Each line from the one bearing "Target: white ferry superstructure" through the last line of the entries below should be returned exactly, with pictures left out.

----------------

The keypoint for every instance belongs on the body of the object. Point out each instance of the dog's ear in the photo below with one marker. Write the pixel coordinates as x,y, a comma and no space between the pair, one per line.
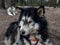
41,10
19,8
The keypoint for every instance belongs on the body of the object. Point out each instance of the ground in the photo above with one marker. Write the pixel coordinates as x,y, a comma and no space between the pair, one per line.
52,15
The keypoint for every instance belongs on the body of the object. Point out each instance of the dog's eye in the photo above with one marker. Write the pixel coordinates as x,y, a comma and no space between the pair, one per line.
30,21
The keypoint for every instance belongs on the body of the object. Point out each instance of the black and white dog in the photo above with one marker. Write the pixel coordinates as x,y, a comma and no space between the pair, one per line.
31,20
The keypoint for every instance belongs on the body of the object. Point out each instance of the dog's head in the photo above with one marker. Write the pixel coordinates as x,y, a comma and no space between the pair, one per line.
28,19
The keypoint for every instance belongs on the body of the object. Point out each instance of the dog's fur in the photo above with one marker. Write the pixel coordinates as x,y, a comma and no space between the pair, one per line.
11,34
31,20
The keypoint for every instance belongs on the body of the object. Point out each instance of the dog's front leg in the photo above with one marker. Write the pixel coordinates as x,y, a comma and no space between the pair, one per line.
17,39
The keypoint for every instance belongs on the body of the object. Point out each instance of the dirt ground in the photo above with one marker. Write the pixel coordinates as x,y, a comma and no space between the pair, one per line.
52,16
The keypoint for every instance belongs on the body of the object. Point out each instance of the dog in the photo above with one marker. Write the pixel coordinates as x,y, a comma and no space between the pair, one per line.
32,20
12,35
11,11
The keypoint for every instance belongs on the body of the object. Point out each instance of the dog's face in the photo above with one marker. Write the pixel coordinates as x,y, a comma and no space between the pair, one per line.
27,22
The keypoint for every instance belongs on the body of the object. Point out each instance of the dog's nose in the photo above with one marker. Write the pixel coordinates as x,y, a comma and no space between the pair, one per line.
23,32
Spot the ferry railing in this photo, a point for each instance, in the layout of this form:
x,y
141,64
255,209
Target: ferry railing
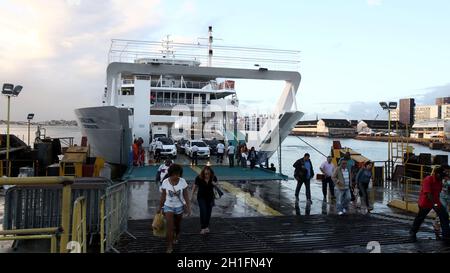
x,y
33,234
39,206
12,167
114,216
418,171
79,224
66,182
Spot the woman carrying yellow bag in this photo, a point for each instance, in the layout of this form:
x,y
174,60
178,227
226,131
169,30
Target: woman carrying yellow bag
x,y
174,202
159,225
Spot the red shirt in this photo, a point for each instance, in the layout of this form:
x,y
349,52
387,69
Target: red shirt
x,y
430,185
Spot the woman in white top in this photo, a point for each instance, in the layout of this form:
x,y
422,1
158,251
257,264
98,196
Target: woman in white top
x,y
174,202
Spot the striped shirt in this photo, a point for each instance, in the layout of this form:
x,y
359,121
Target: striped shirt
x,y
346,175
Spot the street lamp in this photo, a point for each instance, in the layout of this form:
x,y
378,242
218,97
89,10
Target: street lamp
x,y
29,118
389,106
9,90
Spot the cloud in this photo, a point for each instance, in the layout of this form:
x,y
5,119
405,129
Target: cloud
x,y
374,2
58,51
355,111
432,93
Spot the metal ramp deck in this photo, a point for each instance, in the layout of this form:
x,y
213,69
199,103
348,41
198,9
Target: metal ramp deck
x,y
287,234
223,173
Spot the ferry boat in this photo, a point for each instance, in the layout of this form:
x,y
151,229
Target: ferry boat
x,y
183,88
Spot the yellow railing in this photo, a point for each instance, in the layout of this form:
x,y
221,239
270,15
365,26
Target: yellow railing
x,y
6,166
422,170
79,223
102,225
66,182
33,234
113,215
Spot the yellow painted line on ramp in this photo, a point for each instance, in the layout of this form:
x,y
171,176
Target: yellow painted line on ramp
x,y
249,200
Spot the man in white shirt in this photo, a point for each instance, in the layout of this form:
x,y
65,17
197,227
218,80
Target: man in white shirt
x,y
327,169
230,153
194,150
342,177
158,149
220,152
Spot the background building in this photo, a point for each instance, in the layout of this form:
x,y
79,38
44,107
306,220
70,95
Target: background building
x,y
445,112
335,128
406,115
442,101
426,112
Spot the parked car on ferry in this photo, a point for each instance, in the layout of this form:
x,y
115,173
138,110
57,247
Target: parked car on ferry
x,y
169,148
181,145
203,149
212,143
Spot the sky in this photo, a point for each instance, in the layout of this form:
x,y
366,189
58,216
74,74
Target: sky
x,y
354,53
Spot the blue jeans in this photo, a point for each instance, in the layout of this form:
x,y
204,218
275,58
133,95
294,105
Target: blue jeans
x,y
205,211
342,199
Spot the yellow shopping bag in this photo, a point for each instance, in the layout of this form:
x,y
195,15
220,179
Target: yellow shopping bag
x,y
159,225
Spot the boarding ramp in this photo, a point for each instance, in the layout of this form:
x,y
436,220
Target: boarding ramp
x,y
223,173
39,206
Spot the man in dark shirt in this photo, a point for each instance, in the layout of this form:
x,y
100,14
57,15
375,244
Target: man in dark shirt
x,y
303,173
429,199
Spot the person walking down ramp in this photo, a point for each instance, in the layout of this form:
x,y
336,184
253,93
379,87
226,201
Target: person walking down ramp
x,y
303,173
363,180
327,169
429,199
174,202
342,178
204,184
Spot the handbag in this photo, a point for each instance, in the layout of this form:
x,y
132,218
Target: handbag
x,y
179,198
217,192
159,225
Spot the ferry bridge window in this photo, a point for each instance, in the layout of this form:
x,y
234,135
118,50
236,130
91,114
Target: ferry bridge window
x,y
203,96
175,98
181,98
166,97
152,97
189,98
197,99
127,91
159,97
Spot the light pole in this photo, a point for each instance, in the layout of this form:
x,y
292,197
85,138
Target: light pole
x,y
389,106
9,90
29,118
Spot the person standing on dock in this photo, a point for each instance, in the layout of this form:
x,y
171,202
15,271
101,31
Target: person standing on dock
x,y
230,153
204,184
253,157
244,156
194,155
429,199
362,180
174,202
158,149
327,169
342,178
303,173
351,165
220,152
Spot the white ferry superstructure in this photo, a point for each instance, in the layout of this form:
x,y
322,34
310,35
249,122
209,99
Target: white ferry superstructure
x,y
149,83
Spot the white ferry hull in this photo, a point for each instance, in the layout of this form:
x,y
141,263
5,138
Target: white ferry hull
x,y
108,132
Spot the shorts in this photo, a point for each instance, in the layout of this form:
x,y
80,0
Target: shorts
x,y
176,211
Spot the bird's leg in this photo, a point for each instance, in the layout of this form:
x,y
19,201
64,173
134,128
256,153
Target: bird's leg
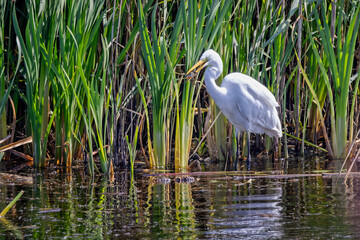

----------------

_Answer section_:
Target: white ferry superstructure
x,y
149,83
Spot the white ferry hull in this photo, a point for each instance, in the layout of this form:
x,y
141,263
5,138
Target: white ferry hull
x,y
108,132
Spot the shorts in this photo, a point for each instance, in the layout of this form:
x,y
80,0
Target: shorts
x,y
176,211
Spot the bird's leg in this photo, a point for each instance, in the layout of this form:
x,y
19,201
64,173
134,128
256,153
Target: bird's leg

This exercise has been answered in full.